# PROBLEM STATEMENT
In the records below, copy everything from the line with "of the shrub" down to the line with "Target: white cloud", putting "scorecard" in place of "stat-sheet" and changing nothing else.

# MATERIAL SUPPLIED
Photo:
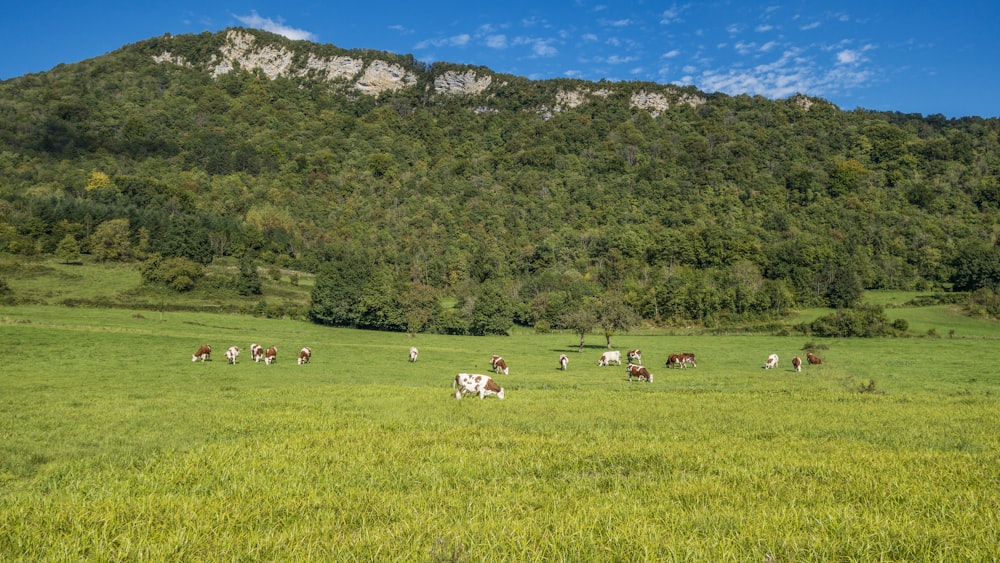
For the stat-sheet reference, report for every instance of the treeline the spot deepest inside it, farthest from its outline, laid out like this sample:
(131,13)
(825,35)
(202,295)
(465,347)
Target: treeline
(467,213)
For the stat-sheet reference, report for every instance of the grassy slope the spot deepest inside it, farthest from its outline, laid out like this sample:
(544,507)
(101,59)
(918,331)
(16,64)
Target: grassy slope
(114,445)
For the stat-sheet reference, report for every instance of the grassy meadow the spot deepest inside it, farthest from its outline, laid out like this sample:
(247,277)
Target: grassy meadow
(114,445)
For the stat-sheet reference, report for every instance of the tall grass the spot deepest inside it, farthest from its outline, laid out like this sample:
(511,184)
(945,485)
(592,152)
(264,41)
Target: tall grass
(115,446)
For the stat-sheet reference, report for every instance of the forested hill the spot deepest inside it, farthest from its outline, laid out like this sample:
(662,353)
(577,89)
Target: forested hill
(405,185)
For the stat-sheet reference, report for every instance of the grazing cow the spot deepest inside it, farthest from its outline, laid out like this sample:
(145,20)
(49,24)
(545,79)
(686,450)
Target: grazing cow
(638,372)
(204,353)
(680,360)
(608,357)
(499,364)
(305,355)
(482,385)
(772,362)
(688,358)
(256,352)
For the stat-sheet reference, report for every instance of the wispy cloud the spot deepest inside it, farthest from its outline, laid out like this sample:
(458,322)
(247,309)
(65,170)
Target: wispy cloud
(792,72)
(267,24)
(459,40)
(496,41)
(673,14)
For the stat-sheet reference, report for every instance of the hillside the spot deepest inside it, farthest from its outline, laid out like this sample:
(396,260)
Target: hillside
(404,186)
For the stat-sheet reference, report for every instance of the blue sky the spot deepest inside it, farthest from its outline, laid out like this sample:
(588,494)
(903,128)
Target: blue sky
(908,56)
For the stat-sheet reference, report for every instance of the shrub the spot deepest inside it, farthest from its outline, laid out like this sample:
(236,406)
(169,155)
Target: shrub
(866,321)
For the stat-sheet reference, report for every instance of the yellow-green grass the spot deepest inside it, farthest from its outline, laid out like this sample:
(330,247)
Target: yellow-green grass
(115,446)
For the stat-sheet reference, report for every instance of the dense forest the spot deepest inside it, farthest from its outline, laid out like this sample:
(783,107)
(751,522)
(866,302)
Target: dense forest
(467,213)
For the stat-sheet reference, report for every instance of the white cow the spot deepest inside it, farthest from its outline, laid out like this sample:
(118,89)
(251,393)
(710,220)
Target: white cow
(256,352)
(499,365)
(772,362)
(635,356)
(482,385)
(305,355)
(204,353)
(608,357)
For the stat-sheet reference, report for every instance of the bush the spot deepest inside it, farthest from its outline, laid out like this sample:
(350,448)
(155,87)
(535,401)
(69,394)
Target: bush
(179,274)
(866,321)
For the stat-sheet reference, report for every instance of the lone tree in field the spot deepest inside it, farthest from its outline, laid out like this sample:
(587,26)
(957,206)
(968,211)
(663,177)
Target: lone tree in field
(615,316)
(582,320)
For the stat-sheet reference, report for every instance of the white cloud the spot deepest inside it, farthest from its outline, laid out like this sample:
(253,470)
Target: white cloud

* * *

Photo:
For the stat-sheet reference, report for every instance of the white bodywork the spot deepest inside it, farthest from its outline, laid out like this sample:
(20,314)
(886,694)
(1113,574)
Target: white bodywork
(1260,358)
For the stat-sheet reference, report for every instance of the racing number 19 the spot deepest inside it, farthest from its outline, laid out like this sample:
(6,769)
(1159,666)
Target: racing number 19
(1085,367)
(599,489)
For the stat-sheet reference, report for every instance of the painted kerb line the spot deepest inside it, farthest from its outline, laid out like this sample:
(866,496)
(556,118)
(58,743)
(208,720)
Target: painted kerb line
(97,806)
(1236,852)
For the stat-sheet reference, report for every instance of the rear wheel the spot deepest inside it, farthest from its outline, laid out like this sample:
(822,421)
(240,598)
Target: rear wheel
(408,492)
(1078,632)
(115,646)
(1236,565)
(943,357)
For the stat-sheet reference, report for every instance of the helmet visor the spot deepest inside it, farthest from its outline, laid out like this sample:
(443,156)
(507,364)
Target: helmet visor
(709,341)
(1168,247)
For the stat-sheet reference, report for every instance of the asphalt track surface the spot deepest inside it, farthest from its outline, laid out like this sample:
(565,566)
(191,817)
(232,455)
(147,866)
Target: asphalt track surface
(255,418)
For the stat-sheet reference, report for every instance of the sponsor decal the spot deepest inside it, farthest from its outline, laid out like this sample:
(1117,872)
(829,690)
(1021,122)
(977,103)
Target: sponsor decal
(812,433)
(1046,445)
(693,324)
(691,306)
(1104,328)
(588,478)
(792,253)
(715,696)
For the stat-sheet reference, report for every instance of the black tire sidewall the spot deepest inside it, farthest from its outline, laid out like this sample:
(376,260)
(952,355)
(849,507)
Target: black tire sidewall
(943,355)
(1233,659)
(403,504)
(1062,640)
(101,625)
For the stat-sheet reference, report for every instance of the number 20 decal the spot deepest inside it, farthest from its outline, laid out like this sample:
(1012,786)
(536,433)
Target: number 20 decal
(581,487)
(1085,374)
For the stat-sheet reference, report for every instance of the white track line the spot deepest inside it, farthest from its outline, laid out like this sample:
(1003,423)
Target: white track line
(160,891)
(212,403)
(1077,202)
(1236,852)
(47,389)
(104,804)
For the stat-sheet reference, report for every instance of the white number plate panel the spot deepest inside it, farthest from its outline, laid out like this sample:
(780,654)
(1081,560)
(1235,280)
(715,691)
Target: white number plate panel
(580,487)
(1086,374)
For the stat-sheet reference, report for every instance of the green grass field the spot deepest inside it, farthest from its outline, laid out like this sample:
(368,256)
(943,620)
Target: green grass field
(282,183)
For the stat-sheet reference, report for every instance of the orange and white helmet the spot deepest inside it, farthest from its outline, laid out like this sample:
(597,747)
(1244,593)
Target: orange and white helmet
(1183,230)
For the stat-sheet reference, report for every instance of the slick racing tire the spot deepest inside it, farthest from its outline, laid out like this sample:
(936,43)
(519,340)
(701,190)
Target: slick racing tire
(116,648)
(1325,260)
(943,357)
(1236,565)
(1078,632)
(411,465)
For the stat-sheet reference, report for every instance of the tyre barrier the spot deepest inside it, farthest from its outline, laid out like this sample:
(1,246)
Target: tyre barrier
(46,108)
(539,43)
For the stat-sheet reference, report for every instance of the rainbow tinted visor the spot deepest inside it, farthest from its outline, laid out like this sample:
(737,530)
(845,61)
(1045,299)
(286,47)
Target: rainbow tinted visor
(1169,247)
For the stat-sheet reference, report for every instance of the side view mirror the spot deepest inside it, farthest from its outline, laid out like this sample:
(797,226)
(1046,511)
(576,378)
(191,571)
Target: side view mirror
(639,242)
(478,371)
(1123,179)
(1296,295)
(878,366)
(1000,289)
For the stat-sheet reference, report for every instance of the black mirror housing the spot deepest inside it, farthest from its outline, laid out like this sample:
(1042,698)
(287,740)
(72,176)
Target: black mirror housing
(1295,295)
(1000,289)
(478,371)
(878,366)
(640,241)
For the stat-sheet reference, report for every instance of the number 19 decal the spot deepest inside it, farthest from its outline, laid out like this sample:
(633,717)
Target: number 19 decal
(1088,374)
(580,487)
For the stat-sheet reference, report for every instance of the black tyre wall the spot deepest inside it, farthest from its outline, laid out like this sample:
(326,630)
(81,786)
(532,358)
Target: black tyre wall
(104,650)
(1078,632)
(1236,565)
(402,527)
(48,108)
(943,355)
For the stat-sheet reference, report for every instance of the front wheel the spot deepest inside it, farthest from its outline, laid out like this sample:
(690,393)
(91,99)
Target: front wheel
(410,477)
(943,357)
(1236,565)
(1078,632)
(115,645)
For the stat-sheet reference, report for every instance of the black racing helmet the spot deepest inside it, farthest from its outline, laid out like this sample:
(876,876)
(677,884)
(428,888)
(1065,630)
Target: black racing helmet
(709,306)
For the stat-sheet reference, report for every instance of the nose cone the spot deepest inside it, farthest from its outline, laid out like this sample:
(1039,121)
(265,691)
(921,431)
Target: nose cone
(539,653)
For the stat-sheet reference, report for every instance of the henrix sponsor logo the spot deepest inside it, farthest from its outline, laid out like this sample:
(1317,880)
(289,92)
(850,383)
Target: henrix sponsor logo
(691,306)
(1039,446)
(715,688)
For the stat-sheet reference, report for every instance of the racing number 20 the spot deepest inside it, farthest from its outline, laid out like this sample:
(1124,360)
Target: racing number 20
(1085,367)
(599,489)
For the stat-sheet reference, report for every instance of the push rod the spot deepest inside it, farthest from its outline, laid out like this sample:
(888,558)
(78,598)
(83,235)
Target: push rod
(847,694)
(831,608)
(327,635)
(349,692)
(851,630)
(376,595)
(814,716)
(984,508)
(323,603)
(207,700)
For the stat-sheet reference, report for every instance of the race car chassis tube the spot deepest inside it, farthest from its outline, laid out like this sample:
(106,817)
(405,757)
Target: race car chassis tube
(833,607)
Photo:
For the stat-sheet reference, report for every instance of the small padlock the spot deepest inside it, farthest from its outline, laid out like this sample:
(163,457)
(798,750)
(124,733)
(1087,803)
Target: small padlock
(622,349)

# WRITTEN RESPONSE
For the scorecard reference, report for every instance of the shrub the spot deepest inside it, farthest from its outline, laid out like this sample:
(236,406)
(169,155)
Target: shrub
(866,321)
For the scorecard reference, report for every instance of the yellow-green grass the spot deepest inside it, farthest from its outline, laid out like this sample:
(330,247)
Target: yellow-green grass
(115,446)
For the scorecard reference, report for every instance of the dense forest the spot deepest inside it, farthest from its outline, laid out like this sample:
(783,107)
(751,522)
(866,302)
Target: dense forest
(467,213)
For the scorecard reference, report for every instance of the white cow the spot deepest inside it, farthest from its outline, laid out like this sample:
(118,89)
(251,393)
(710,220)
Target: white cow
(256,352)
(499,365)
(772,362)
(635,356)
(482,385)
(305,355)
(204,353)
(608,357)
For the scorecard reference, report for every instance of the bush the spot deepest inside it, farthest from its outline, laid out like this sample:
(350,448)
(155,87)
(535,401)
(69,394)
Target: bush
(179,274)
(866,321)
For the scorecard reference, report for every instance of the lone tree in field the spot deepest inside it, farthest from its outline, laid out like this sample:
(587,26)
(957,206)
(968,211)
(663,177)
Target: lone tree in field
(615,316)
(582,320)
For the scorecard reference, report for every instance of the white cloud the spot deepest inside it, farthest from its outline, laid out like this sample:
(253,470)
Target: white cloud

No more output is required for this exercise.